***** Material for this task *****

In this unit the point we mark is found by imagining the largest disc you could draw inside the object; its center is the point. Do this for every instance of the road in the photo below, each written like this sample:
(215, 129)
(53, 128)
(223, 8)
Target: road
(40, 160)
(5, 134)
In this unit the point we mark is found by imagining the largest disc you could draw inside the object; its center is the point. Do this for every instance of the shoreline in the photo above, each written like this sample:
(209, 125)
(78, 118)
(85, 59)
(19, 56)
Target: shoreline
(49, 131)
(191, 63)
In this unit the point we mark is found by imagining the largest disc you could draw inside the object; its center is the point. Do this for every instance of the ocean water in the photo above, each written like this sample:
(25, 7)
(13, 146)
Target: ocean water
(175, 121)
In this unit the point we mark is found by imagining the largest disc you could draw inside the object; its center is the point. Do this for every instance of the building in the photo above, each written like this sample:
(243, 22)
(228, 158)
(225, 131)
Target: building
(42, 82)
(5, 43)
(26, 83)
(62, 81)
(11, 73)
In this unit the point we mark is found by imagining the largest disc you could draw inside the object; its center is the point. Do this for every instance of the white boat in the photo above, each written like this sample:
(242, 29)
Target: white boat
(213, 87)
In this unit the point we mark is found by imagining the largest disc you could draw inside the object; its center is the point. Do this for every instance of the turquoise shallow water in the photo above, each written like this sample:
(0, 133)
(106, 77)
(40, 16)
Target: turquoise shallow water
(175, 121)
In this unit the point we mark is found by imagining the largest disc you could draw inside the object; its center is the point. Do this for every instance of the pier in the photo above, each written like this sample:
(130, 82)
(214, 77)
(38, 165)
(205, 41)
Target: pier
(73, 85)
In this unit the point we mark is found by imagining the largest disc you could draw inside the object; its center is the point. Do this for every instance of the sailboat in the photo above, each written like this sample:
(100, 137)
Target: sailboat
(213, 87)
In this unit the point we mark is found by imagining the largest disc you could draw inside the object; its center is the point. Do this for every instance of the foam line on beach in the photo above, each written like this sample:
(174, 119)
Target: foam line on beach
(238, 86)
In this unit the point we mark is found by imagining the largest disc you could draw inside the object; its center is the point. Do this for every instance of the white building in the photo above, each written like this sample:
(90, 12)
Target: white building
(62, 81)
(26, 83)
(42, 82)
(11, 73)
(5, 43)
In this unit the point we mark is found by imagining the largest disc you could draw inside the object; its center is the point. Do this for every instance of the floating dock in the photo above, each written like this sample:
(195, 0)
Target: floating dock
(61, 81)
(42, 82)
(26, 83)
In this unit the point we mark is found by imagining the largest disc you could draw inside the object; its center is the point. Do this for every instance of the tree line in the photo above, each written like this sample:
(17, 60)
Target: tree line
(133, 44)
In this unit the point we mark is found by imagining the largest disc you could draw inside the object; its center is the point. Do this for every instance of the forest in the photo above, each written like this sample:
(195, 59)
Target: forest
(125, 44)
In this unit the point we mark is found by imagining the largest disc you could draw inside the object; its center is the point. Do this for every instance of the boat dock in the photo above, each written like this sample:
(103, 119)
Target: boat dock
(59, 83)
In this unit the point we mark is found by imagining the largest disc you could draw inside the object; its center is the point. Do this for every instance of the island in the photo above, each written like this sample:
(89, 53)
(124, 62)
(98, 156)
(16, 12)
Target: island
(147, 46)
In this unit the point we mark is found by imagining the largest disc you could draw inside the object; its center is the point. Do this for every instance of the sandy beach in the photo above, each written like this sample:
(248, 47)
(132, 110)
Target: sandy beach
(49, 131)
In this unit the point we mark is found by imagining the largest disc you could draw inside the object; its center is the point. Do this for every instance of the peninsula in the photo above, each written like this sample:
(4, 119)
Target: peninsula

*****

What you will do >>
Each line of the listing above should be output exactly.

Task output >>
In this unit the point we mark is found by imagining the largest disc you could draw inside the object; its center is the point. Do this for every instance of the road in the photo below, each written like this sample:
(215, 129)
(53, 128)
(223, 8)
Target: road
(40, 160)
(5, 134)
In this unit the point we mark is found by imagining the largest disc you could draw inside the object; its center is the point. Do this for every instance of the shoreline in the photo above, each written like this sample:
(209, 125)
(78, 118)
(85, 59)
(19, 56)
Target: shoreline
(49, 131)
(191, 63)
In this unit the point we mark is found by imagining the largest disc you could draw inside the object; its center is the point. Do this for every instance of the ocean water in the photo above, each written like this sample:
(25, 7)
(13, 146)
Target: ocean water
(175, 121)
In this unit the point we mark is found by imagining the largest disc you could draw inside the object; its center is the point. Do this for every instance of the building in the photo above, each written like this sample:
(243, 22)
(228, 158)
(225, 131)
Target: building
(42, 82)
(5, 43)
(26, 83)
(62, 81)
(11, 73)
In this unit the point we mark is found by imagining the largest disc you could draw inside the object; its center is the point. Do this for every instance of the white boat in the photo above, each written like this sample:
(242, 29)
Target: white boat
(213, 87)
In this unit the point we mark is found by imagining the largest disc you could draw inside the object; its center is the point. Do this for every instance of the turquoise shallow water in the photo above, each written like this sample:
(0, 133)
(106, 77)
(40, 16)
Target: turquoise shallow water
(175, 121)
In this unit the point we mark is found by imagining the largest disc you could draw inside the object; its center is the point. Do this for every instance of the pier in the photo above, each written like this sample:
(130, 82)
(214, 77)
(38, 165)
(205, 41)
Target: pier
(73, 85)
In this unit the point we mark is found by imagining the largest disc you could draw inside the object; its center is the point. Do this for every instance of the sailboat in the photo above, each written like this sample:
(100, 137)
Target: sailboat
(213, 87)
In this unit the point we mark is found by imagining the largest disc you could draw inside the object; its center is the point. Do this for every instance of the foam line on beach in the photo above, each written like this sample:
(174, 119)
Target: foam line on beach
(238, 86)
In this unit the point we mark is found by imagining the largest disc you could draw inside the object; its center is the point. Do this for every instance of the white building in the photo above, each written like this sample:
(90, 12)
Target: white building
(62, 81)
(26, 83)
(42, 82)
(11, 73)
(5, 43)
In this unit the point we mark is found by imagining the largest disc you could draw inside the object; its center is the point. Do this for every instance of the floating dock in the photo above, each written like this sample:
(195, 0)
Target: floating dock
(61, 81)
(42, 82)
(26, 83)
In this unit the point we mark is found by imagining the largest disc you could draw inside the object; its center is the point. Do this for every instance of the tree line in the photo above, each written like this sample:
(17, 60)
Target: tree line
(133, 44)
In this unit the point we mark is found by imagining the largest disc you could draw inside the object; its center is the point. Do this for every instance of the forest in the photo above, each written like this sample:
(195, 59)
Target: forest
(125, 44)
In this unit the point we mark is found by imagining the largest disc you could draw inside the object; its center is the point. Do this for every instance of the boat dock in the photo above, each written like this sample:
(103, 119)
Target: boat dock
(59, 83)
In this unit the point we mark is found by imagining the largest disc you could draw inside the object; its center is the point. Do this for every instance of the island in the photo above, each written like this sample:
(89, 53)
(124, 62)
(98, 156)
(16, 12)
Target: island
(147, 46)
In this unit the point we mark is found by imagining the largest disc you could draw inside the object; its center is the point. Do this for every instance of the sandy beach in the photo above, each written like this sample:
(248, 47)
(132, 110)
Target: sandy beach
(49, 131)
In this unit the point we mark is found by imagining the largest disc you could draw inside the object; its center is the point. Do this for every instance of the peninsula in the photo above, each written like this sample:
(4, 119)
Target: peninsula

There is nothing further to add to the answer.